## ATTIVITÀ DA SVOLGERE
• A. Nel testo sul tornello in Val Gardena, chi può passare senza pagare?
• B. Prosegui il testo sul tornello del sentiero del Seceda a partire dalla sua ultima frase.

## TESTO FORNITO
◆ ◆ ◆ ◆
Sul “sentiero dei selfie” in Val Gardena è stato installato un tornello a pagamento
- Postato il 30 luglio 2025
- Notizie
- Di SiViaggia.it
- 1 Visualizzazioni

La montagna era di tutti, o almeno così pensavamo. Poi è arrivata l’estate 2025, il caldo record, l’assalto turistico e l’installazione di un tornello per combattere l’overtourism. Proprio così: in Val Gardena, lungo il sentiero del Seceda, ribattezzato “il sentiero dei selfie”, è scattato l’ingresso a pagamento. Serviranno cinque euro per passare, ad eccezione di residenti e bambini che potranno transitare gratuitamente. La notizia divisiva ha fatto schierare le persone su due fronti e dopo una protesta simbolica e la rimozione temporanea non si torna indietro: il tornello è attivo e per transitare servirà versare la propria quota.
Tornello a pagamento in Val Gardena
Tutto è cominciato con un tornello: un ingresso meccanico che sembra uscito da una metropolitana e che invece è stato installato a 2.400 metri, in uno dei punti più panoramici delle Dolomiti, patrimonio Unesco.
A spiegare l’iniziativa in un’intervista riportata da Ansa è Georg Rabanser, uno dei quattro proprietari dei pascoli lungo il sentiero del Seceda. L’iniziativa è nata come grido d’aiuto per denunciare i danni del turismo di massa: prati rovinati, rifiuti abbandonati, disturbo della quiete con droni e altri comportamenti scorretti. Il versamento di cinque euro nasce come provocazione temporanea, ma è diventato definitivo dopo che comune e regione non sono intervenuti per gestire l’overtourism.
Sul fronte opposto, l’Apt di Santa Cristina prende le distanze dalla scelta dei contadini. Secondo la dichiarazione riportata da Ansa, l’Apt sostiene abbiano installato il tornello solo perché gli impiantisti hanno rifiutato di pagare un indennizzo. Sottolineando poi come quatto ranger presidino il territorio mostrando un notevole miglioramento della situazione con un maggiore rispetto dei sentieri.
◆ ◆ ◆ ◆
## VOCI FORNITE
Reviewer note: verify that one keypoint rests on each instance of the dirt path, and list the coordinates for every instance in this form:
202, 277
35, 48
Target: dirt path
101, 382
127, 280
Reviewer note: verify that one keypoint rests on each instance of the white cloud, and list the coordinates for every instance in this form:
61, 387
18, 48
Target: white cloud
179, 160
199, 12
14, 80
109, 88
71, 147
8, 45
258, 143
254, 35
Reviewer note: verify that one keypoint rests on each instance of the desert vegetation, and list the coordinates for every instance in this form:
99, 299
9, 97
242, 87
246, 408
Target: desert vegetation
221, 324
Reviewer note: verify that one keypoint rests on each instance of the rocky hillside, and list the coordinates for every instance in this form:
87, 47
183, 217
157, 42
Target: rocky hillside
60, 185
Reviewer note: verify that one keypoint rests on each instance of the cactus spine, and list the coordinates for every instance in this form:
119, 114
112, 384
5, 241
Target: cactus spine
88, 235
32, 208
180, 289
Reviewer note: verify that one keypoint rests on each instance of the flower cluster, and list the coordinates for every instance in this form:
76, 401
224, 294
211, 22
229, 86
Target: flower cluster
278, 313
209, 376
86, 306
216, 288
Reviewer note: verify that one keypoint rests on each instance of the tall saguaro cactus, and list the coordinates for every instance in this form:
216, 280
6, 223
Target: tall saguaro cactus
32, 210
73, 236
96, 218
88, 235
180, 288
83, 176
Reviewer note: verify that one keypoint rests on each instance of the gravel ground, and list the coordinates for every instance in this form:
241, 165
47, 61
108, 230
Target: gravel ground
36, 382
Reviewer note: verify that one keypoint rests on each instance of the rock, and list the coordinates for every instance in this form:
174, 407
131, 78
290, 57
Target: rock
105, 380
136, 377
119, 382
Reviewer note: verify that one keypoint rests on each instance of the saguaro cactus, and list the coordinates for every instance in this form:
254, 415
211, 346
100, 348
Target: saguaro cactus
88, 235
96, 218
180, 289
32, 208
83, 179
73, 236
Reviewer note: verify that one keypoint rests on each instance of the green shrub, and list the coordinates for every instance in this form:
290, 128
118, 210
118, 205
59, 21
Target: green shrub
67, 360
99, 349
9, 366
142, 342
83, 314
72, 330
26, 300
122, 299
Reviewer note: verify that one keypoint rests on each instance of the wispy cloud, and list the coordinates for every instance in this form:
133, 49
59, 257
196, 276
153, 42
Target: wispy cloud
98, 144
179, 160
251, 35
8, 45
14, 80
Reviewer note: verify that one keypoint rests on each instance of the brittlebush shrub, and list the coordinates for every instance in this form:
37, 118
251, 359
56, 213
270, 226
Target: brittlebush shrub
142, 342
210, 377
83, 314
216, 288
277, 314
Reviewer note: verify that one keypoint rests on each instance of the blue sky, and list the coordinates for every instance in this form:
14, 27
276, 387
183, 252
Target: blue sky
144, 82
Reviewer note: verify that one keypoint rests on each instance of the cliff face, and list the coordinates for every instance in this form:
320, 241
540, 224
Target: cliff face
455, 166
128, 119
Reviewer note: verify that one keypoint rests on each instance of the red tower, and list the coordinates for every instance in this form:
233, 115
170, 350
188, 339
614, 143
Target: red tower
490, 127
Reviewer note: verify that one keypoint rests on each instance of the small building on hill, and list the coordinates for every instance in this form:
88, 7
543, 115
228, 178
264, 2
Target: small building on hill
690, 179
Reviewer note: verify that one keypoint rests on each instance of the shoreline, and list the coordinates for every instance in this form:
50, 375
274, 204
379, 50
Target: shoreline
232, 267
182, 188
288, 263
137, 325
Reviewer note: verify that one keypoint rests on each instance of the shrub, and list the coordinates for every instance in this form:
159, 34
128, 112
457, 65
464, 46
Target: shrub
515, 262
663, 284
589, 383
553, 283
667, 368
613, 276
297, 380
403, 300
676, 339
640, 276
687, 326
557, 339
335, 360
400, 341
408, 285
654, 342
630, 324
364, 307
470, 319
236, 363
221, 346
◆ ◆ ◆ ◆
## RISPOSTE PER PUNTO
• A. I residenti e i bambini.

• B.
Arno Kompatscher, in qualità di presidente della Provincia autonoma di Bolzano, ha raccontato una possibile illegittimità per l’installazione, evidenziando che per muoversi in questa direzione sarebbe servita un’autorizzazione paesaggistica, trattandosi di zona protetta.
Lasciando da parte la legalità o meno di questa iniziativa, Kompatscher torna sul concetto di overtourism in montagna che non può essere gestito con un unico provvedimento di questo tipo ma servono tetti massimi di accesso, app e infrastrutture per poter gestire il flusso al meglio.

La montagna a numero chiuso
La questione va ben oltre il tornello. Il cuore del problema è la sostenibilità: fino a che punto le destinazioni alpine possono reggere l’impatto del turismo di massa, amplificato dai social, dalle funivie, dalle low-cost?
I “turisti del selfie”, come li chiamano ormai anche gli amministratori, salgono in funivia, scattano, postano e ripartono. Ma dietro il post virale resta un prato calpestato, un rifiuto, una convivenza difficile per chi vive e lavora lì tutto l’anno. Per questo, l’idea di una gestione più rigida degli accessi, magari con slot orari, ticket digitali, tetti giornalieri e prenotazioni online, non è più un tabù. Anzi, potrebbe essere l’unica via.
Certo, nessuno vuole trasformare la montagna in un parco lussuoso inaccessibile ma nemmeno in un parco del divertimento dove tutto è concesso: la bellezza ha un prezzo. E la libertà, forse, ha bisogno di qualche regola in più.